### [Text section]
....
- Ulster Loyalist feuds: Part of the Troubles (until 1998)
| Date | 1972 – c. 2018 |
| Location | Northern Ireland |
| Status | Conflict ended |

Belligerents

Commanders and leaders

= Loyalist feud =

Disputes between Northern Ireland loyalist groups

Sporadic feuds erupted almost routinely between Northern Ireland's various loyalist paramilitary groups during the ethno-political conflict known as the Troubles. The feuds frequently involved conflicts between and within the Ulster Defence Association (UDA) and the Ulster Volunteer Force (UVF) as well as, later, the Loyalist Volunteer Force (LVF). The conflict ended in 2018.

==UDA–UVF feuds==
Although the UDA and UVF have frequently co-operated and generally co-existed, the two groups have clashed. Two particular feuds stood out for their bloody nature.

===1974–1975===
A feud in the winter of 1974–75 broke out between the UDA and the UVF, the two main loyalist paramilitary organisations in Northern Ireland. The bad blood originated from an incident in the Ulster Workers' Council strike of May 1974 when the two groups were co-operating in support of the Ulster Workers' Council. That support the UDA and UVF members were giving involved shutting down their own social clubs and pubs due to complaints from loyalist wives of the striking men. The reason for this was with the men not working and funds being tight, the wives saw what little money they did have being spent at the pubs and social clubs controlled by UDA/UVF; therefore, the wives put pressure on the leaders of both groups to shut them down for the duration of the strike, and after consultation they agreed. All shut down except for a lone UVF-affiliated pub on the Shankill Road. On a November night in 1974, a UVF man named Joe Shaw visited the pub for a drink. While there, he was "ribbed by the regulars about having allowed his local to be closed". A few pints later Shaw and some friends returned to their local, on North Queen St., and opened it up. UDA men patrolling the area had seen the pubs lights on and ordered Shaw and his friends to close the place down and go home. Shaw refused, and the UDA men left, but they returned a short while later with a shotgun, determined to close the pub down. In the brawl that developed Shaw was fatally wounded. A joint statement described it as a tragic accident, although a subsequent UVF inquiry put the blame on Stephen Goatley and John Fulton, both UDA men. With antagonism growing, another man was killed in a drunken brawl on 21 February 1975, this time the UDA's Robert Thompson. This was followed by another pub fight in North Belfast in March and this time the UVF members returned armed and shot and killed both Goatley and Fulton, who had been involved in the earlier fight.
....
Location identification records
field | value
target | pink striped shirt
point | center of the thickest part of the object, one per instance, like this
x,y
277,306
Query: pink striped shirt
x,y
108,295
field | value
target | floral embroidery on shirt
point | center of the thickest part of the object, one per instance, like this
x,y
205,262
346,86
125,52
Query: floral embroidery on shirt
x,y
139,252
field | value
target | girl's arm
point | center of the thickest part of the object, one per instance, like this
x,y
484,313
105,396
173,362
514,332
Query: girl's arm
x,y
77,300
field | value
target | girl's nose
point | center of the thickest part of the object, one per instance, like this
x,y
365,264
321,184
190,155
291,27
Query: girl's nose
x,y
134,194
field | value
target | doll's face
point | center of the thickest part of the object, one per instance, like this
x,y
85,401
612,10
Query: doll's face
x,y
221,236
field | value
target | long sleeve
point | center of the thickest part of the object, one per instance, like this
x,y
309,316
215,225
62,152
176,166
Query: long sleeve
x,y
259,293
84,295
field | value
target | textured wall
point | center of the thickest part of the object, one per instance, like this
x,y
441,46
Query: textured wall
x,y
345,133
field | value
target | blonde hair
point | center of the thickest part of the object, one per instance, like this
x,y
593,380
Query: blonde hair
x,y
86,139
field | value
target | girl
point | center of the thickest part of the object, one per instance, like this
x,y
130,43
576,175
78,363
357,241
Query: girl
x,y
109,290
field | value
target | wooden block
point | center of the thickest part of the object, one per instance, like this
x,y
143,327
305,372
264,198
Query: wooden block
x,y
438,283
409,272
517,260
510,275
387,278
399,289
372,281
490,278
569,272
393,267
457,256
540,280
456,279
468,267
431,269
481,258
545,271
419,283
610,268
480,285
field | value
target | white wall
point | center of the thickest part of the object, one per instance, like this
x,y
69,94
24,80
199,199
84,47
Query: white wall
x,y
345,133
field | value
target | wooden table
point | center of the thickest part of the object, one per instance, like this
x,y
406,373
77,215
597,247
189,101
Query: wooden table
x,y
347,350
....
### [Actions to take]
[1] Answer these questions from the text on loyalist feuds:
(a) In what year did the conflict end?
(b) On what date was Robert Thompson of the UDA killed?
(c) Which two UDA men did the UVF inquiry blame for Joe Shaw's death?
[2] Copy the passage of the text on loyalist feuds starting at "Belligerents" and ending at "their bloody nature.".
The records have no role in this work.

### [Expected results]
[1]
(a) 2018
(b) 21 February 1975
(c) Stephen Goatley and John Fulton

[2]
Belligerents

Commanders and leaders

= Loyalist feud =

Disputes between Northern Ireland loyalist groups

Sporadic feuds erupted almost routinely between Northern Ireland's various loyalist paramilitary groups during the ethno-political conflict known as the Troubles. The feuds frequently involved conflicts between and within the Ulster Defence Association (UDA) and the Ulster Volunteer Force (UVF) as well as, later, the Loyalist Volunteer Force (LVF). The conflict ended in 2018.

==UDA–UVF feuds==
Although the UDA and UVF have frequently co-operated and generally co-existed, the two groups have clashed. Two particular feuds stood out for their bloody nature.